Work order = All records below are to be duplicated exactly, with every picture excluded.

Data items:

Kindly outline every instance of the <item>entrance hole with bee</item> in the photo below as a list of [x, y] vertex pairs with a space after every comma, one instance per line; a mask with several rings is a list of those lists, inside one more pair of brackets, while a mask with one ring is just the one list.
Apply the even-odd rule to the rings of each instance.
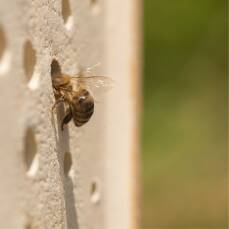
[[81, 69], [74, 76], [61, 72], [56, 60], [51, 65], [52, 86], [55, 95], [54, 111], [59, 104], [64, 104], [65, 116], [61, 129], [73, 120], [77, 127], [86, 124], [94, 113], [94, 97], [91, 92], [111, 87], [113, 81], [105, 76], [87, 75], [91, 68]]
[[84, 84], [87, 78], [71, 77], [63, 74], [56, 60], [51, 64], [52, 86], [55, 96], [54, 111], [59, 104], [64, 105], [65, 116], [61, 121], [61, 130], [73, 120], [75, 126], [79, 127], [89, 121], [94, 113], [94, 99]]

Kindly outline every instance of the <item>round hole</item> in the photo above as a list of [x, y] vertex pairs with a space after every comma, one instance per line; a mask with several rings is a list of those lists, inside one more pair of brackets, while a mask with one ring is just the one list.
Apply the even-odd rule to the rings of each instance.
[[92, 203], [98, 203], [99, 202], [99, 200], [100, 200], [100, 187], [99, 187], [99, 182], [97, 180], [94, 180], [91, 183], [90, 196], [91, 196], [91, 202]]
[[67, 30], [70, 30], [73, 25], [73, 17], [71, 14], [69, 0], [62, 0], [62, 16]]
[[[56, 76], [59, 76], [61, 75], [61, 67], [58, 63], [57, 60], [53, 59], [52, 60], [52, 63], [51, 63], [51, 79], [52, 79], [52, 84], [53, 84], [53, 80]], [[58, 97], [56, 97], [55, 93], [54, 93], [54, 96], [56, 99], [58, 99]]]
[[51, 63], [51, 76], [55, 77], [61, 74], [61, 68], [57, 60], [53, 60]]
[[28, 128], [25, 134], [25, 167], [28, 176], [34, 176], [38, 170], [37, 143], [33, 129]]
[[2, 59], [5, 50], [6, 50], [6, 38], [5, 38], [3, 28], [0, 26], [0, 60]]
[[36, 65], [36, 51], [32, 43], [26, 41], [24, 45], [24, 70], [26, 75], [26, 82], [30, 89], [34, 90], [38, 87], [39, 75], [35, 73], [34, 68]]
[[9, 70], [10, 55], [7, 51], [7, 41], [3, 30], [0, 26], [0, 74], [5, 74]]
[[69, 171], [72, 167], [72, 156], [69, 152], [66, 152], [64, 155], [64, 174], [65, 176], [69, 175]]

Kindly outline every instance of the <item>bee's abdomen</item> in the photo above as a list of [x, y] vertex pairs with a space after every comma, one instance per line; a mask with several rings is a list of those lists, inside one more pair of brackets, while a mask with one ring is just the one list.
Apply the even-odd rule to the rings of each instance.
[[82, 126], [89, 121], [94, 113], [94, 106], [91, 106], [87, 111], [75, 111], [73, 114], [73, 121], [76, 126]]

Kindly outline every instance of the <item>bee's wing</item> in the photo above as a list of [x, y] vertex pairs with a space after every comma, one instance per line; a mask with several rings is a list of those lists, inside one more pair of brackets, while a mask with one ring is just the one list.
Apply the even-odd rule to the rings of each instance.
[[95, 96], [108, 91], [114, 86], [114, 81], [106, 76], [76, 76], [71, 78], [72, 83], [84, 87]]

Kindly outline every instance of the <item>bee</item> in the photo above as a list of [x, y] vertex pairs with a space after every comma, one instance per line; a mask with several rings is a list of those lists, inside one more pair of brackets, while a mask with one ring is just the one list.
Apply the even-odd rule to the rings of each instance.
[[108, 88], [111, 79], [105, 76], [84, 76], [82, 72], [75, 76], [58, 74], [52, 77], [52, 85], [56, 101], [52, 111], [63, 103], [65, 116], [61, 122], [61, 130], [73, 120], [75, 126], [87, 123], [94, 113], [95, 101], [90, 92], [92, 88]]

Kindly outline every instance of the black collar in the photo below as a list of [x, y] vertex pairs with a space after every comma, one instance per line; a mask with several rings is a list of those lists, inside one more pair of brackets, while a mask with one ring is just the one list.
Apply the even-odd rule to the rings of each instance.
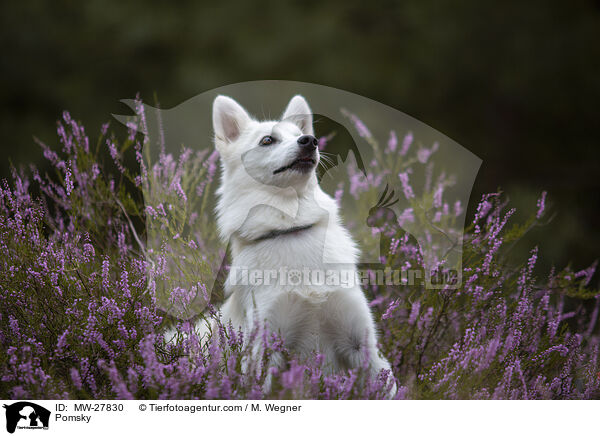
[[273, 239], [278, 236], [288, 235], [290, 233], [301, 232], [302, 230], [310, 229], [312, 226], [314, 226], [314, 224], [307, 224], [305, 226], [291, 227], [291, 228], [285, 229], [285, 230], [271, 230], [270, 232], [265, 233], [264, 235], [259, 236], [258, 238], [254, 239], [253, 242], [265, 241], [267, 239]]

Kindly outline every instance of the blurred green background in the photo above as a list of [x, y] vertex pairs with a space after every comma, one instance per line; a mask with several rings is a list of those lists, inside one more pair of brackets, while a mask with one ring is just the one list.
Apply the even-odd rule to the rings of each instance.
[[[0, 5], [0, 177], [43, 164], [68, 109], [95, 138], [137, 92], [171, 107], [258, 79], [314, 82], [408, 113], [483, 159], [471, 201], [501, 187], [544, 268], [598, 256], [600, 3], [91, 0]], [[112, 125], [116, 128], [116, 122]], [[528, 245], [529, 244], [529, 245]]]

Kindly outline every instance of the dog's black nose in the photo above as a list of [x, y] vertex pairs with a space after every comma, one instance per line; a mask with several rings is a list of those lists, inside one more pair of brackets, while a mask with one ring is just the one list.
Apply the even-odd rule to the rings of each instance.
[[298, 144], [304, 149], [315, 150], [318, 143], [319, 141], [313, 135], [302, 135], [298, 138]]

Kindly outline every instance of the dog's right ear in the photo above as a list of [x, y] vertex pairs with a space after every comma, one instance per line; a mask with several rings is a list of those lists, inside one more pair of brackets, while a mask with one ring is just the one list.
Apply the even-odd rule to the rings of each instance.
[[213, 103], [213, 129], [217, 147], [235, 141], [250, 116], [237, 101], [224, 95], [219, 95]]

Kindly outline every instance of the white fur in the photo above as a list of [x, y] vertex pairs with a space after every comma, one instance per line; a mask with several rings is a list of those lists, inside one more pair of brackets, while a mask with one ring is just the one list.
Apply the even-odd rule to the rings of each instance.
[[[218, 225], [223, 240], [231, 243], [232, 268], [344, 268], [356, 277], [358, 248], [341, 223], [336, 202], [320, 188], [314, 168], [273, 174], [296, 158], [298, 138], [313, 134], [305, 99], [292, 98], [281, 121], [258, 122], [236, 101], [219, 96], [213, 105], [213, 126], [223, 170]], [[265, 135], [279, 141], [260, 146]], [[274, 230], [304, 225], [312, 227], [256, 241]], [[390, 369], [377, 349], [373, 316], [358, 285], [228, 283], [226, 295], [221, 308], [224, 323], [231, 321], [249, 332], [255, 317], [266, 321], [293, 353], [303, 357], [322, 353], [331, 372], [360, 366], [365, 354], [373, 373]]]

Result =
Kindly outline every instance of the <item>entrance hole with bee</item> in the photo below as a list of [x, y] vertex pairs with a space after every comma, one instance per line; a mask with several rings is a list of those lists, inside one more pair of brackets, while a mask with one ring is just the one list.
Apply the even-odd rule to the rings of each instance.
[[81, 69], [74, 76], [61, 72], [56, 60], [51, 65], [52, 86], [55, 95], [54, 111], [59, 104], [64, 104], [65, 116], [61, 129], [73, 120], [77, 127], [86, 124], [94, 113], [94, 97], [91, 92], [111, 87], [113, 81], [105, 76], [87, 75], [91, 68]]
[[84, 84], [87, 78], [71, 77], [63, 74], [56, 60], [51, 64], [52, 86], [55, 96], [54, 111], [59, 104], [64, 105], [65, 116], [61, 121], [61, 130], [73, 120], [75, 126], [79, 127], [89, 121], [94, 113], [94, 99]]

Kindly outline every instance of the <item>round hole</item> in the photo above as a list of [x, y] vertex pairs with a space after every comma, one instance per line; a mask with several rings is a list of those lists, inside one more pair of brackets, while a mask with one ring is just the one list.
Apply the even-odd rule to the rings of each instance.
[[92, 203], [98, 203], [99, 202], [99, 200], [100, 200], [100, 187], [99, 187], [99, 182], [97, 180], [94, 180], [91, 183], [90, 196], [91, 196], [91, 202]]
[[67, 30], [70, 30], [73, 25], [73, 17], [71, 14], [69, 0], [62, 0], [62, 16]]
[[[56, 76], [59, 76], [61, 75], [61, 67], [58, 63], [57, 60], [53, 59], [52, 60], [52, 63], [51, 63], [51, 79], [52, 79], [52, 84], [53, 84], [53, 80]], [[58, 97], [56, 97], [55, 93], [54, 93], [54, 96], [56, 99], [58, 99]]]
[[51, 63], [51, 76], [55, 77], [61, 74], [61, 68], [57, 60], [53, 60]]
[[28, 128], [25, 134], [25, 167], [28, 176], [34, 176], [38, 170], [37, 143], [33, 129]]
[[2, 59], [5, 50], [6, 50], [6, 38], [5, 38], [3, 28], [0, 26], [0, 60]]
[[36, 65], [36, 51], [32, 43], [26, 41], [24, 45], [24, 70], [26, 75], [26, 82], [30, 89], [34, 90], [38, 87], [39, 75], [35, 73], [34, 68]]
[[9, 70], [10, 55], [7, 51], [7, 41], [3, 30], [0, 26], [0, 74], [5, 74]]
[[69, 171], [72, 167], [72, 156], [69, 152], [66, 152], [64, 155], [64, 174], [65, 176], [69, 175]]

Kindly outline every instance of the <item>bee's abdomen</item> in the photo above as a list of [x, y] vertex pairs with a space after every comma, one instance per line; a mask with several rings is a list of those lists, inside one more pair of brackets, while a mask with one ring is just the one list.
Apply the even-odd rule to the rings of each instance.
[[82, 126], [89, 121], [94, 113], [94, 106], [91, 106], [87, 111], [75, 111], [73, 114], [73, 121], [76, 126]]

Kindly outline every instance of the <item>bee's wing</item> in the photo above as a list of [x, y] vertex pairs with a space after every comma, one instance per line; a mask with several rings is a list of those lists, inside one more pair of brackets, while a mask with one ring is just the one list.
Apply the even-odd rule to the rings of each instance.
[[95, 96], [108, 91], [114, 86], [114, 81], [106, 76], [76, 76], [71, 78], [72, 83], [84, 87]]

Kindly outline every instance of the <item>bee</item> in the photo above as a list of [x, y] vertex pairs with a space after every comma, one instance per line; a mask with several rings is a list of those lists, inside one more pair of brackets, while a mask with one ring is just the one list.
Apply the even-odd rule to the rings of each instance.
[[108, 88], [111, 79], [105, 76], [84, 76], [82, 72], [75, 76], [58, 74], [52, 77], [52, 85], [56, 101], [52, 111], [63, 103], [65, 116], [61, 122], [61, 130], [73, 120], [75, 126], [87, 123], [94, 113], [95, 101], [90, 92], [92, 88]]

Kindly outline every instance of the black collar in the photo below as a list of [x, y] vertex pairs with a space after every comma, one instance per line; a mask with several rings is a list of those lists, inside one more pair of brackets, while a mask with one ring is just the one list.
Apply the even-odd rule to the rings of each instance.
[[273, 239], [278, 236], [288, 235], [290, 233], [301, 232], [302, 230], [310, 229], [312, 226], [314, 226], [314, 224], [307, 224], [305, 226], [291, 227], [291, 228], [285, 229], [285, 230], [271, 230], [270, 232], [265, 233], [264, 235], [259, 236], [258, 238], [254, 239], [253, 242], [265, 241], [267, 239]]

Kindly outline every instance of the blurred green background in the photo above as a list of [x, y] vertex pairs with a space after every comma, one instance per line; a mask with several rings is a list of those lists, inside one more pair of brackets, while a mask with one ring is just the one list.
Apply the even-odd rule to the rings of each instance.
[[[0, 5], [0, 177], [43, 164], [68, 109], [95, 138], [137, 92], [171, 107], [258, 79], [314, 82], [408, 113], [483, 159], [471, 201], [501, 187], [544, 268], [598, 256], [600, 3], [91, 0]], [[112, 125], [116, 128], [116, 122]], [[528, 245], [529, 244], [529, 245]]]

Kindly outline every instance of the dog's black nose in the photo above as a list of [x, y] vertex pairs with a space after every comma, one instance per line; a mask with several rings is a list of those lists, inside one more pair of brackets, while a mask with one ring is just the one list.
Apply the even-odd rule to the rings of each instance.
[[298, 144], [304, 149], [315, 150], [318, 143], [319, 141], [313, 135], [302, 135], [298, 138]]

Kindly outline every instance of the dog's right ear in the photo above as a list of [x, y] vertex pairs with a space after every comma, one instance per line; a mask with several rings is a list of those lists, inside one more pair of brackets, while a mask with one ring is just the one list.
Apply the even-odd rule to the rings of each instance.
[[213, 103], [213, 129], [217, 147], [235, 141], [250, 116], [237, 101], [224, 95], [219, 95]]

Kindly outline every instance of the white fur in the photo above as a list of [x, y] vertex pairs with a space after every comma, one instance per line; a mask with several rings is a list of those lists, inside one more pair of brackets, while a mask with one ring is just the one list.
Apply the even-odd rule to the rings of each instance.
[[[218, 225], [223, 240], [231, 243], [232, 268], [344, 268], [356, 277], [358, 248], [341, 223], [336, 202], [320, 188], [314, 168], [273, 174], [296, 158], [298, 138], [313, 134], [305, 99], [292, 98], [281, 121], [258, 122], [236, 101], [219, 96], [213, 105], [213, 126], [223, 170]], [[265, 135], [279, 141], [260, 146]], [[274, 230], [304, 225], [312, 227], [256, 241]], [[390, 369], [377, 349], [373, 316], [358, 285], [228, 283], [226, 295], [221, 308], [224, 323], [231, 321], [249, 332], [255, 317], [266, 321], [293, 353], [303, 357], [322, 353], [331, 372], [360, 366], [365, 354], [373, 373]]]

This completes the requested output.